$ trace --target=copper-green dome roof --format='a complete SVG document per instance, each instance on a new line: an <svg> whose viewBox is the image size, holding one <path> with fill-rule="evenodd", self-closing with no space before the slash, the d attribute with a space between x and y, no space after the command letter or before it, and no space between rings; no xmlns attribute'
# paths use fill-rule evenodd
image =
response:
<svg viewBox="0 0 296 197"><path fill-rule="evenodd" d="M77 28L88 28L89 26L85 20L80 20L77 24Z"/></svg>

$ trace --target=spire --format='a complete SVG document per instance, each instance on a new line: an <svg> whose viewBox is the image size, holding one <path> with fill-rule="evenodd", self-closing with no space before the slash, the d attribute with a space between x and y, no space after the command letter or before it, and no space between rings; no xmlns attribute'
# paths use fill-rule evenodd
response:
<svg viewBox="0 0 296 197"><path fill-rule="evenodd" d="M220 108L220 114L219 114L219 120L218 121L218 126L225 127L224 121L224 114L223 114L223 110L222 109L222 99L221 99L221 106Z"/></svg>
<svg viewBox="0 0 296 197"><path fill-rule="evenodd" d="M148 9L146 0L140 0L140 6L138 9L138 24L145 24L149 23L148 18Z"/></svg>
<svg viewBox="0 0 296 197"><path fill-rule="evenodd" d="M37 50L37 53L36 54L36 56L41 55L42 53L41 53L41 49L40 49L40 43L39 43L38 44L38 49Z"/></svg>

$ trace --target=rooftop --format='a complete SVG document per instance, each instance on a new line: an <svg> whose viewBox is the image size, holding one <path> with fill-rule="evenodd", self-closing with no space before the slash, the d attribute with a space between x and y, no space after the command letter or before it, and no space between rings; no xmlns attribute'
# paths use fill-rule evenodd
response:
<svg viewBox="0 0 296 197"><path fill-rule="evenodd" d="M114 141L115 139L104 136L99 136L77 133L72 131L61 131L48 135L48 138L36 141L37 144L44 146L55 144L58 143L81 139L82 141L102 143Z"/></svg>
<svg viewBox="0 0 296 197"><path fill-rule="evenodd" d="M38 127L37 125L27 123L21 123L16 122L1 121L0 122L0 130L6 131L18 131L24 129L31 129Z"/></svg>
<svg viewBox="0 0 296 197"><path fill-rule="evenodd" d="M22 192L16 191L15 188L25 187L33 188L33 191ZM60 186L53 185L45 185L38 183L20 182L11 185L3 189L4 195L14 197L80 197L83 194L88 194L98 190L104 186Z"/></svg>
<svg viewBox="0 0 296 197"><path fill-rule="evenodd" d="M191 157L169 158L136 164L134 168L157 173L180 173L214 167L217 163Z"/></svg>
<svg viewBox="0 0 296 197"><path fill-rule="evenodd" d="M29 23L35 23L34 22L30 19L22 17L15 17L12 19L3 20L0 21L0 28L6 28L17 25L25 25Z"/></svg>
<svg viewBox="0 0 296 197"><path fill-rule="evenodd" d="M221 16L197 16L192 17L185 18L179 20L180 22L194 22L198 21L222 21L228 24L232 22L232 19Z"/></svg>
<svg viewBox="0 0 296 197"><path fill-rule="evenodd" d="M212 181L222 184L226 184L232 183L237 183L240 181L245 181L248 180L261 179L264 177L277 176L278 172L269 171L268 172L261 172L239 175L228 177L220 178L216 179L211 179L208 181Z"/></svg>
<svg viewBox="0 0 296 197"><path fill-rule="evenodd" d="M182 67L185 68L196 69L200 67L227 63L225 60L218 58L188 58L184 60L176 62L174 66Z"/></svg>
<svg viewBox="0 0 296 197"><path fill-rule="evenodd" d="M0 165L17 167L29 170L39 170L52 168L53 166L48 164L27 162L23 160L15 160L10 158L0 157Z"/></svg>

[What is asked] Turn all the items above into a JSON array of strings, one string for each line, leaving out the blank lines.

[Solution to this exercise]
[
  "$ trace --target=copper-green dome roof --format='a complete SVG document per instance, each instance on a new line: an <svg> whose viewBox is the image size, holding one <path> with fill-rule=\"evenodd\", self-closing with no space before the slash, the d attribute with a space between x and y, no space after the command letter or before it, and no space between rings; no xmlns attribute'",
  "# paths use fill-rule evenodd",
  "image =",
  "response:",
  "<svg viewBox=\"0 0 296 197\"><path fill-rule=\"evenodd\" d=\"M77 28L88 28L89 26L85 20L80 20L77 24Z\"/></svg>",
  "$ trace --target=spire --format='a complete SVG document per instance, each instance on a new line: an <svg> whose viewBox is the image size, holding one <path> with fill-rule=\"evenodd\", self-closing with no space before the slash, the d attribute with a space between x and y, no space after the command letter or before it, and no space between rings; no xmlns attribute'",
  "# paths use fill-rule evenodd",
  "response:",
  "<svg viewBox=\"0 0 296 197\"><path fill-rule=\"evenodd\" d=\"M220 108L220 114L219 114L219 120L218 121L218 126L225 127L224 121L224 114L223 114L223 110L222 109L222 99L221 99L221 106Z\"/></svg>",
  "<svg viewBox=\"0 0 296 197\"><path fill-rule=\"evenodd\" d=\"M148 9L146 0L140 0L140 6L138 9L138 24L145 24L149 23L148 18Z\"/></svg>",
  "<svg viewBox=\"0 0 296 197\"><path fill-rule=\"evenodd\" d=\"M37 50L37 53L36 54L36 56L41 55L42 53L41 53L41 49L40 49L40 43L39 43L38 44L38 49Z\"/></svg>",
  "$ trace --target=rooftop --format='a complete SVG document per instance, each instance on a new line: an <svg> whose viewBox is the image size, holding one <path> with fill-rule=\"evenodd\", self-closing with no space before the slash, the d attribute with a space between x and y, no space after the command letter or before it, and no space between rings; no xmlns attribute'",
  "# paths use fill-rule evenodd",
  "response:",
  "<svg viewBox=\"0 0 296 197\"><path fill-rule=\"evenodd\" d=\"M114 141L115 139L104 136L99 136L77 133L72 131L61 131L48 135L48 138L36 141L37 144L44 146L55 144L58 143L81 139L82 141L102 143Z\"/></svg>",
  "<svg viewBox=\"0 0 296 197\"><path fill-rule=\"evenodd\" d=\"M38 127L37 125L27 123L21 123L16 122L1 121L0 122L0 130L6 131L18 131L24 129L31 129Z\"/></svg>",
  "<svg viewBox=\"0 0 296 197\"><path fill-rule=\"evenodd\" d=\"M22 192L16 191L15 188L25 187L33 188L33 191ZM60 186L53 185L45 185L38 183L20 182L11 185L3 189L4 195L14 197L80 197L83 194L88 194L98 190L104 186Z\"/></svg>",
  "<svg viewBox=\"0 0 296 197\"><path fill-rule=\"evenodd\" d=\"M191 157L169 158L136 164L134 168L157 173L180 173L214 167L217 163Z\"/></svg>",
  "<svg viewBox=\"0 0 296 197\"><path fill-rule=\"evenodd\" d=\"M29 23L35 23L34 22L30 19L22 17L15 17L12 19L3 20L0 21L0 28L6 28L17 25L25 25Z\"/></svg>",
  "<svg viewBox=\"0 0 296 197\"><path fill-rule=\"evenodd\" d=\"M221 16L197 16L192 17L185 18L179 20L180 22L194 22L198 21L222 21L228 24L232 22L232 19Z\"/></svg>",
  "<svg viewBox=\"0 0 296 197\"><path fill-rule=\"evenodd\" d=\"M212 181L222 184L226 184L232 183L237 183L240 181L245 181L248 180L261 179L264 177L277 176L278 172L269 171L268 172L261 172L239 175L228 177L220 178L216 179L211 179L208 181Z\"/></svg>",
  "<svg viewBox=\"0 0 296 197\"><path fill-rule=\"evenodd\" d=\"M182 67L185 68L196 69L200 67L227 63L225 60L218 58L188 58L184 60L176 62L174 66Z\"/></svg>",
  "<svg viewBox=\"0 0 296 197\"><path fill-rule=\"evenodd\" d=\"M0 165L17 167L29 170L39 170L52 168L53 166L48 164L27 162L23 160L15 160L10 158L0 157Z\"/></svg>"
]